## Data
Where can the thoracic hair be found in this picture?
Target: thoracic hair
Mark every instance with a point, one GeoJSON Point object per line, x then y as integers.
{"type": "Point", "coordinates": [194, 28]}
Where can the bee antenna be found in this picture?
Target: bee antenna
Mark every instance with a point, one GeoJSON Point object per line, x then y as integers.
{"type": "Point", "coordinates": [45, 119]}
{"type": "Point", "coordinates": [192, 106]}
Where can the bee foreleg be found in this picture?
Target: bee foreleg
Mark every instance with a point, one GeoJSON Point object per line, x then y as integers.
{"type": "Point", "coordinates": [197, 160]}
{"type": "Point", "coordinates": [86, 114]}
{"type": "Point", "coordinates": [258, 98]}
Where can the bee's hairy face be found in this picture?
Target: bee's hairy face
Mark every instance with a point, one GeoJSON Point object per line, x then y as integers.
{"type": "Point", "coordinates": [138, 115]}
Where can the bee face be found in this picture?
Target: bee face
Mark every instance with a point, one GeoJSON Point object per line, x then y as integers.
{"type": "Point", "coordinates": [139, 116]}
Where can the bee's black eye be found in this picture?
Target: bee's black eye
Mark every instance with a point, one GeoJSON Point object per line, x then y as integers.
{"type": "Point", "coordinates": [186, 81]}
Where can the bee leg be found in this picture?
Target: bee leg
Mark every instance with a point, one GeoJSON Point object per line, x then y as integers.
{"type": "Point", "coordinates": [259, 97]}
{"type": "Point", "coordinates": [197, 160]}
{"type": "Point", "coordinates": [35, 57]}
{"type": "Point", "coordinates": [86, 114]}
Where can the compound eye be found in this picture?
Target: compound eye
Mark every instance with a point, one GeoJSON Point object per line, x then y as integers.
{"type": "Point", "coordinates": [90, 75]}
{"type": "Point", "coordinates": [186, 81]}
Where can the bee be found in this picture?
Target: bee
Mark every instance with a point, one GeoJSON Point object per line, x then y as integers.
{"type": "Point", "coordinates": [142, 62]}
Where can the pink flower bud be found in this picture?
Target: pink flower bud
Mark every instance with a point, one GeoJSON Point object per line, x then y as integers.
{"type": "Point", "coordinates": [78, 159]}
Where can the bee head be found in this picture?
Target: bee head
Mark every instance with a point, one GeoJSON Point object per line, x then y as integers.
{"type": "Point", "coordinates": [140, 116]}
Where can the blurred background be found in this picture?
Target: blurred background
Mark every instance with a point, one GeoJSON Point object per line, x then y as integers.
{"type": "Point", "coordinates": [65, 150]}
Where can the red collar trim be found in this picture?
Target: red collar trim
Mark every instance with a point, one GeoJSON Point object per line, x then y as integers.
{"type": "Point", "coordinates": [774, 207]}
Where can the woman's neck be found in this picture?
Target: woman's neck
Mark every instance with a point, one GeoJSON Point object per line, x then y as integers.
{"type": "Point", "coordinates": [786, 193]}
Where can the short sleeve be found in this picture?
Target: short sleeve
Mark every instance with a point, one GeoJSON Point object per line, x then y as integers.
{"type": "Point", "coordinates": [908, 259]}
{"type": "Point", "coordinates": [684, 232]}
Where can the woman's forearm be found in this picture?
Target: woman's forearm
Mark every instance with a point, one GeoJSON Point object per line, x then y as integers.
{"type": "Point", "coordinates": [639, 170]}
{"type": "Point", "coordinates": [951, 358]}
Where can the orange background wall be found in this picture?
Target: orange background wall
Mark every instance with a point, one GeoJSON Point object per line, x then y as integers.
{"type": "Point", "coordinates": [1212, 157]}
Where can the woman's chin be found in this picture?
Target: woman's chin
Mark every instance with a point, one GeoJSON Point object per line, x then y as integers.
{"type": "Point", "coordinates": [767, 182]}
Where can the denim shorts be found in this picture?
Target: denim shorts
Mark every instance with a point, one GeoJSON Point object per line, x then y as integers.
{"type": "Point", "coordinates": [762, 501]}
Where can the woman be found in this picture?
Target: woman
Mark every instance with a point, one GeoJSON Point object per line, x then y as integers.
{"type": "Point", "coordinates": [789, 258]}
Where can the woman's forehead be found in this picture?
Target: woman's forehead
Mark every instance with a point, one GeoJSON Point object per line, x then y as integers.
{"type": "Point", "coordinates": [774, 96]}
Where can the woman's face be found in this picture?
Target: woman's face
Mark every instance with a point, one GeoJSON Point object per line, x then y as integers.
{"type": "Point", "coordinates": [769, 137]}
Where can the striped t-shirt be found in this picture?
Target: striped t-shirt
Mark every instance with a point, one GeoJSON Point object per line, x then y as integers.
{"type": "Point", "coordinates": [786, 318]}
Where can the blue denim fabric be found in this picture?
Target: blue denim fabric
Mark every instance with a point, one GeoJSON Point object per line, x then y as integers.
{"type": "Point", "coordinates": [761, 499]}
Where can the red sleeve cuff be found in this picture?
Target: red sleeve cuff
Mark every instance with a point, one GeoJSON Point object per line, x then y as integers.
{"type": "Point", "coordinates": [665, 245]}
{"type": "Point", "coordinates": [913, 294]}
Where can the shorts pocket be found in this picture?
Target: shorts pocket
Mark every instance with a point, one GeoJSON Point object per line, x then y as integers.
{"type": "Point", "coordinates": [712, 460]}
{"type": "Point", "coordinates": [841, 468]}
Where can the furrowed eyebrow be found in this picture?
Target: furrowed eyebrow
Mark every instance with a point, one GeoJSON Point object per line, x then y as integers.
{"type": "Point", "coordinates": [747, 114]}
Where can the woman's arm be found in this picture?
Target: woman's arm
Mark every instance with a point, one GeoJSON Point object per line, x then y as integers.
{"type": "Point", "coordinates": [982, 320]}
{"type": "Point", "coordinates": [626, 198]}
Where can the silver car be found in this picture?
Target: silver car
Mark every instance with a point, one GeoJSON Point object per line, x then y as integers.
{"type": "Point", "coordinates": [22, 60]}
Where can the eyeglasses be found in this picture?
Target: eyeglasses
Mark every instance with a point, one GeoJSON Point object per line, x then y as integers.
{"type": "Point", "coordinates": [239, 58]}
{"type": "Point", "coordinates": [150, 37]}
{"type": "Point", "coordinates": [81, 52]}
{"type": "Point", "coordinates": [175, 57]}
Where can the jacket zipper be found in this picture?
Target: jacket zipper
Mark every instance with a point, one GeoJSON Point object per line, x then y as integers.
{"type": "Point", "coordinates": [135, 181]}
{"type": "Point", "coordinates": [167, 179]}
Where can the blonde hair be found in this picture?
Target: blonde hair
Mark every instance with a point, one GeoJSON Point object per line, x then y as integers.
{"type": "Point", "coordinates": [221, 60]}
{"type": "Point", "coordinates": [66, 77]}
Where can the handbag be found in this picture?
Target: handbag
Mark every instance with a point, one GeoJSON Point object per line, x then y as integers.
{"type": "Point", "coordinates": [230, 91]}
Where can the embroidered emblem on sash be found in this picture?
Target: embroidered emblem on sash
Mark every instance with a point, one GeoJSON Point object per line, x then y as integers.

## Aim of the exercise
What lines of the preceding data include the string "orange"? Pull them out.

## Expected answer
Where can the orange background wall be found in this picture?
Target: orange background wall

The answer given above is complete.